How to complete this task —
Copy the entries character for character.

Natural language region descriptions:
****************************************
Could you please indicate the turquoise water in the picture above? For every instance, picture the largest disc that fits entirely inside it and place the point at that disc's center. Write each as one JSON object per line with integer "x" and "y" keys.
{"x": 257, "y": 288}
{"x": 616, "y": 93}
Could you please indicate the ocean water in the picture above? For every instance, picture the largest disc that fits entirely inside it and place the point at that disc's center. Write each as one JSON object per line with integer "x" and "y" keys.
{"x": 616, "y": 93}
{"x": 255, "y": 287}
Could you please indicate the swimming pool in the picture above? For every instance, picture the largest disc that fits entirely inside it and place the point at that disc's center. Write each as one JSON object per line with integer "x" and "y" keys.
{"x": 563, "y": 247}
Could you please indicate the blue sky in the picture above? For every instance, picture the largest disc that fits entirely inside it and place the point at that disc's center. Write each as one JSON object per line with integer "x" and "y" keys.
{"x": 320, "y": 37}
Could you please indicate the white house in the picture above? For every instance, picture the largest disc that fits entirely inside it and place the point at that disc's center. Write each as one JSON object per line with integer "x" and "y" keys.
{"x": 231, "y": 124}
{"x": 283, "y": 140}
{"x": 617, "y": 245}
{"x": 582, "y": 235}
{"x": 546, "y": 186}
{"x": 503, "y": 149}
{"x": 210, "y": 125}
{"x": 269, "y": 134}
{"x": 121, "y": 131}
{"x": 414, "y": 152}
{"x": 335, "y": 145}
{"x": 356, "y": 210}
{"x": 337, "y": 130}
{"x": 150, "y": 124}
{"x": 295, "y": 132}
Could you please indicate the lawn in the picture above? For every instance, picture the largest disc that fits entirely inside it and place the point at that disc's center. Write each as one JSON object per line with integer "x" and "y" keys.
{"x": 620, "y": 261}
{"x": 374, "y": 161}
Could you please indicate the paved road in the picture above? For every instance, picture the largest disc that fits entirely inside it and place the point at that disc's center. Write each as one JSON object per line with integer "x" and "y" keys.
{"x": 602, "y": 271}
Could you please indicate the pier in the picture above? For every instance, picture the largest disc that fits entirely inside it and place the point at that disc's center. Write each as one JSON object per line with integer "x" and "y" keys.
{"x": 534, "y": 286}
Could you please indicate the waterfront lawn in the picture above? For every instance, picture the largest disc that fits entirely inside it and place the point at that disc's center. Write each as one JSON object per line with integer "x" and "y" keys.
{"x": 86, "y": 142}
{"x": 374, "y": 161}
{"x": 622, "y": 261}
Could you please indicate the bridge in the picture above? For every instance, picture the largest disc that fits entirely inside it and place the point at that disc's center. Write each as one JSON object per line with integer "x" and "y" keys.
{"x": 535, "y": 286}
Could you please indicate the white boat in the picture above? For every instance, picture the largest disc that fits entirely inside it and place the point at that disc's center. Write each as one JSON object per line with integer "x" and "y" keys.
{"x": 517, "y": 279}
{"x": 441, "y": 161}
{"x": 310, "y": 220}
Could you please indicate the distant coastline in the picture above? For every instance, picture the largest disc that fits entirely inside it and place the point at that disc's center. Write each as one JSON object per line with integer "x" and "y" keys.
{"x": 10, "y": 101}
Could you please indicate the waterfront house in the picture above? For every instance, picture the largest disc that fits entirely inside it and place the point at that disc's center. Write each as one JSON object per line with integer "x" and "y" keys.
****************************************
Answer to the exercise —
Could you please indicate the turquoise water in the picture above? For every instance, picture the largest disc that fits entirely inside it and place the point at that disc's center. Write each as one JSON object per line with integer "x" and "y" keys.
{"x": 257, "y": 288}
{"x": 616, "y": 93}
Could you please indicate the ocean water in the picture above? For every instance, picture the largest disc that fits entirely inside it and place the point at that disc's center. Write each as one JSON object per line with integer "x" and "y" keys.
{"x": 616, "y": 93}
{"x": 255, "y": 287}
Could you please indicate the swimming pool in the picture above? For every instance, picture the largest disc that fits entirely inside it and place the point at that disc's center. Write each as one JSON object per line with integer "x" and "y" keys.
{"x": 563, "y": 247}
Could you please indicate the blue sky in the picture above? For every instance, picture the largest disc that fits entirely inside it and place the point at that disc's center. Write each as one JSON object per line with integer "x" and "y" keys.
{"x": 320, "y": 37}
Could you please indicate the white house in the picture above? For every instance, picture the largest disc that fits entirely inside it and place the point at that disc's center. Write each as one JSON object per line with integer "x" and "y" keys.
{"x": 231, "y": 124}
{"x": 283, "y": 140}
{"x": 617, "y": 245}
{"x": 582, "y": 235}
{"x": 546, "y": 186}
{"x": 503, "y": 149}
{"x": 210, "y": 125}
{"x": 269, "y": 134}
{"x": 121, "y": 131}
{"x": 414, "y": 152}
{"x": 335, "y": 145}
{"x": 356, "y": 210}
{"x": 337, "y": 130}
{"x": 150, "y": 124}
{"x": 295, "y": 132}
Could you please indicate the lawn in the picture above? For every instance, picture the largest disc that fits entirely inside it and place the point at that disc's center. Write each as one JSON object per line with integer "x" and "y" keys.
{"x": 620, "y": 261}
{"x": 374, "y": 161}
Could you please indicate the paved road in the picture above? For every instance, picture the largest disc that fits entirely inside it and place the point at that disc's center. Write each as one JSON object per line with integer "x" and "y" keys.
{"x": 602, "y": 271}
Could you please indicate the pier in the picture above? For every instance, picture the largest disc that fits entirely inside it and place the point at that disc's center. Write each as one JSON object per line with integer "x" and "y" keys.
{"x": 534, "y": 286}
Could you please indicate the waterfront lawn in the picture above? For every instance, picture the largest disc that fits entirely inside it and place the point at that disc's center. Write each as one JSON object per line with integer "x" and "y" keys.
{"x": 86, "y": 142}
{"x": 374, "y": 161}
{"x": 622, "y": 261}
Could you please indicate the bridge in the picture above? For every instance, picture the largest disc that fits entirely inside it and place the point at that disc's center. Write each as one JSON object per line with integer "x" and "y" keys.
{"x": 535, "y": 286}
Could you please indicate the white boat in the picture above? For every instance, picture the largest disc that fits entirely inside it and place the point at that disc's center. Write each as one JSON object per line with integer "x" and "y" keys.
{"x": 517, "y": 279}
{"x": 441, "y": 161}
{"x": 310, "y": 220}
Could you please indicate the distant coastline in the picture above? For every instance, picture the largest disc that fits entirely inside it and place the point at that disc's center. Write each as one JSON object per line with integer "x" and "y" keys.
{"x": 10, "y": 101}
Could you please indicate the waterfront house in the picture above? For every instance, picture the largest disc that fits entirely inside it and place the point at that disc's center. Write each as one JSON object per line with integer "x" and "y" keys.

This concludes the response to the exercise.